Quoted passage
Homily for the First Sunday of Lent (B) (21st February, 2021) on the Gospel

Gen 9:8-15;

Ps 24:4-9 (R. cf. v. 10);

1Pt 3:18-22;

Mk 1:12-15.

An overweight businessman decided it was time to shed some excess pounds. He took his new diet seriously, even changing his driving route to avoid his favourite bakery. One morning, however, he arrived at work carrying a gigantic coffee cake. His co-workers all scolded him, but he explained, “I accidentally drove by the bakery this morning, and there in the window was lots of cake. I felt this was no accident, so I prayed, ‘Lord, if you want me to have one of those delicious coffee cakes, let me have a parking place directly in front of the bakery’.” He continued, “And sure enough, the eighth time around the block, there it was![1]

Topic: Visit the Desert.

During our Spiritual Year formation, Wednesdays were always very challenging. They were set aside for desert experience. It was both really challenging as well as very necessary.

In today’s gospel, “...the Spirit immediately drove him out into the wilderness. He was in the wilderness forty days, tempted by Satan; and he was with the wild beasts; and the angels waited on him” (Mk 1:12-13). This happened after Jesus’ baptism but before His public ministry. It was a decisive moment for Jesus; time to decide whether to say Yes to His Father and No to Satan or the other way round.

List of tasks
A – List every scripture reading cited at the top of the homily.
B – How many lines of the entries contain the word "front"? Reply with the number only.
The entries that follow have no connection to the homily.

Records to use
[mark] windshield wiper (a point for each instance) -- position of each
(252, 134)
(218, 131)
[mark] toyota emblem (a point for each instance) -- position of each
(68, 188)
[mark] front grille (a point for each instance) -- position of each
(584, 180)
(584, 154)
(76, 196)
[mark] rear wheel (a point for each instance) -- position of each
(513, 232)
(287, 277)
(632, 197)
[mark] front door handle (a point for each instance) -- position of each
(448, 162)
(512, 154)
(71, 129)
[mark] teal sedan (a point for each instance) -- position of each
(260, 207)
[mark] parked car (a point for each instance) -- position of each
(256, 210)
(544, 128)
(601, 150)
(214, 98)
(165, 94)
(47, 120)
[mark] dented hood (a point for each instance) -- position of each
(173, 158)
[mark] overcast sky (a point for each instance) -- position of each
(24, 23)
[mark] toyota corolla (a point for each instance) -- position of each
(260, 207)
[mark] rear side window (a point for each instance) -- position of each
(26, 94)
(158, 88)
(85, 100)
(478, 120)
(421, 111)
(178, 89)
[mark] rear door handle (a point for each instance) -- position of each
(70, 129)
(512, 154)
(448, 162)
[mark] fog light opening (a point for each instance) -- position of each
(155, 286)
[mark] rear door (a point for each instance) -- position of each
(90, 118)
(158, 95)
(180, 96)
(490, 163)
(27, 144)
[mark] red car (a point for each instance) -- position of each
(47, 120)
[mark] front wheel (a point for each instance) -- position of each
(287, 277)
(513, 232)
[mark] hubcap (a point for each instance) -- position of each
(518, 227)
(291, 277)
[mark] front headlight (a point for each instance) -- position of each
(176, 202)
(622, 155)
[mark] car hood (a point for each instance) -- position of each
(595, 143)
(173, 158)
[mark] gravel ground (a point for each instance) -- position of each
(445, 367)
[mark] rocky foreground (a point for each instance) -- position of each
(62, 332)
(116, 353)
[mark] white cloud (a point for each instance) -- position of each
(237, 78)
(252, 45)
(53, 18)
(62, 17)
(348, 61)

Outputs for the tasks
A –
Gen 9:8-15
Ps 24:4-9 (R. cf. v. 10)
1Pt 3:18-22
Mk 1:12-15

B – 4